#### EXERCISE TASK 1:
In the message, what must not be unlinked when the newest XID and the oldest XID fall in "opposite" segments of the XID space?
#### EXERCISE TASK 2:
Shorten the paragraph of the message that begins "Since latest_page_number can keep changing", keeping its main facts.
#### EXERCISE TASK 3:
Copy the message between "Got it. Thanks" and "of those values.", inclusive, renaming "cutoff" to "limit".

#### TEXT TO READ:

Re: Spurious "apparent wraparound" via SimpleLruTruncate() rounding

From: Tom Lane <tgl(at)sss(dot)pgh(dot)pa(dot)us>
To: Noah Misch <noah(at)leadboat(dot)com>
Cc: Tomas Vondra <tomas(dot)vondra(at)2ndquadrant(dot)com>, pgsql-hackers(at)postgresql(dot)org
Subject: Re: Spurious "apparent wraparound" via SimpleLruTruncate() rounding
Date: 2020-03-25 20:42:31
Message-ID: 13116.1585168951@sss.pgh.pa.us
Views: Raw Message | Whole Thread | Download mbox | Resend email
Thread:
Lists: pgsql-hackers

Noah Misch <noah(at)leadboat(dot)com> writes:
> On Thu, Mar 19, 2020 at 06:04:52PM -0400, Tom Lane wrote:
>> 1. It seems like this discussion is conflating two different issues.

> When the newest XID and the oldest XID fall in "opposite" segments in the XID
> space, we must not unlink the segment containing the newest XID. That is the
> chief goal at present.

Got it. Thanks for clarifying the scope of the patch.

>> 3. It feels like the proposed test of cutoff position against both
>> ends of a segment is a roundabout way of fixing the problem. I
>> wonder whether we ought not pass *both* the cutoff and the current
>> endpoint (latest_page_number) down to the truncation logic, and
>> have it compare against both of those values.

> Since latest_page_number can keep changing throughout SlruScanDirectory()
> execution, that would give a false impression of control. Better to
> demonstrate that the xidWrapLimit machinery keeps latest_page_number within
> acceptable constraints than to ascribe significance to a comparison with a
> stale latest_page_number.

#### EXCERPTED RECORDS:
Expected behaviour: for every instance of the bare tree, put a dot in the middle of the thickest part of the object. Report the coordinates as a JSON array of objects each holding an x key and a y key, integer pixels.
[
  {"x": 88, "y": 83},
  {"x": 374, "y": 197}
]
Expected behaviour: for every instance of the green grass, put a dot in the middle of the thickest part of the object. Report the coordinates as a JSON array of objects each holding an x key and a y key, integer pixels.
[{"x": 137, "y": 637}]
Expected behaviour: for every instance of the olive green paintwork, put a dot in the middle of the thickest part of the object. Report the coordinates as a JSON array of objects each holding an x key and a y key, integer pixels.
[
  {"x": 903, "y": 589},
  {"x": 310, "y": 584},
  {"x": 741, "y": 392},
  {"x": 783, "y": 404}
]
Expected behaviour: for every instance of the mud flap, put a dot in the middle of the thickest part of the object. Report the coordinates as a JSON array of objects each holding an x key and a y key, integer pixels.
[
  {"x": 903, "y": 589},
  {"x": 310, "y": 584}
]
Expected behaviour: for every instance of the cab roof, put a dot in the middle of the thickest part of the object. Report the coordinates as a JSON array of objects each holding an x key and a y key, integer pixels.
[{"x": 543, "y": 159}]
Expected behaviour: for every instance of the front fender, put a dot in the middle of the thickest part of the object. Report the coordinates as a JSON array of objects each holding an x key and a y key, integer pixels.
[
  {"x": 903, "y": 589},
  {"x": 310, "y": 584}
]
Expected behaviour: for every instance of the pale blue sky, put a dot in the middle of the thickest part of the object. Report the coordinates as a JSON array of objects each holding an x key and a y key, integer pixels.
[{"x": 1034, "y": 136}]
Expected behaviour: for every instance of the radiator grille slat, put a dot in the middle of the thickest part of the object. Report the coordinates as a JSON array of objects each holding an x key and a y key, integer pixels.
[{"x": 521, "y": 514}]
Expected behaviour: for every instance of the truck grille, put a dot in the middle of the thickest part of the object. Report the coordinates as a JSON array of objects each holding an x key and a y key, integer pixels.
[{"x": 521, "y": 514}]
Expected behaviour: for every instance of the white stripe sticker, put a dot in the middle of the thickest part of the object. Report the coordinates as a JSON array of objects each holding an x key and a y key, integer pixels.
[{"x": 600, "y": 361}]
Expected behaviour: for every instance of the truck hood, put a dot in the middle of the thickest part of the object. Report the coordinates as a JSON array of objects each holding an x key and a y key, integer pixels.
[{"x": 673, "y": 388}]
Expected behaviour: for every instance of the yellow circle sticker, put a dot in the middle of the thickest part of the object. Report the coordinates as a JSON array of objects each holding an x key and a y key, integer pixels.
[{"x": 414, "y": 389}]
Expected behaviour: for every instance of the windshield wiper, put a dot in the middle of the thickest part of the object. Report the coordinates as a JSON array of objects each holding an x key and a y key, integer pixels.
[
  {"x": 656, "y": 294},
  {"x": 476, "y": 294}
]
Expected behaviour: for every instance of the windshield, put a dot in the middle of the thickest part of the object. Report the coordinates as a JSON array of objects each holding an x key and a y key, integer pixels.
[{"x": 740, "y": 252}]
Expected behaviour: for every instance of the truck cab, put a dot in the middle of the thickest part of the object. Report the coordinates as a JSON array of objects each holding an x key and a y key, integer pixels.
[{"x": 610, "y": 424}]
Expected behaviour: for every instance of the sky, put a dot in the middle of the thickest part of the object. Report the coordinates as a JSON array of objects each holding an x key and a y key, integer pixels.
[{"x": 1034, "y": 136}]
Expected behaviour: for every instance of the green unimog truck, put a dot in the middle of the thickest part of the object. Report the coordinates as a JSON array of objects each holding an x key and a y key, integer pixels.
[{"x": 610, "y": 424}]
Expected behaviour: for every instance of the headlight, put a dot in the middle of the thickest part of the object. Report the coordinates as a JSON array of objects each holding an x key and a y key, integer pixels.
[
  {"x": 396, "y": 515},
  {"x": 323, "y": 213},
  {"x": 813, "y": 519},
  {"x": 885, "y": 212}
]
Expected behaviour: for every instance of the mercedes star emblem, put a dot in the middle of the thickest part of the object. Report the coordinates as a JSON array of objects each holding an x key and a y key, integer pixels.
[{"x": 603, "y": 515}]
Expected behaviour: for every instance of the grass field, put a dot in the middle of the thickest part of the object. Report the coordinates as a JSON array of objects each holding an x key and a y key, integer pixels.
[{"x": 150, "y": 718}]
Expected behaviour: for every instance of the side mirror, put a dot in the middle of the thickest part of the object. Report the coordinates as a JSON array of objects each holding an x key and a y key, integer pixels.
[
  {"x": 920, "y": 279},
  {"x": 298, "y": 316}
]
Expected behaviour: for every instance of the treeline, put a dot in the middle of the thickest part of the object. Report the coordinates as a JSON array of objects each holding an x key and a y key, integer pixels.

#### SOLUTION 1:
The segment containing the newest XID.

#### SOLUTION 2:
Because latest_page_number can change throughout SlruScanDirectory() execution, comparing against it would give a false impression of control. It is better to show that the xidWrapLimit machinery keeps latest_page_number within acceptable constraints than to rely on a comparison with a stale value.

#### SOLUTION 3:
Got it. Thanks for clarifying the scope of the patch.

>> 3. It feels like the proposed test of limit position against both
>> ends of a segment is a roundabout way of fixing the problem. I
>> wonder whether we ought not pass *both* the limit and the current
>> endpoint (latest_page_number) down to the truncation logic, and
>> have it compare against both of those values.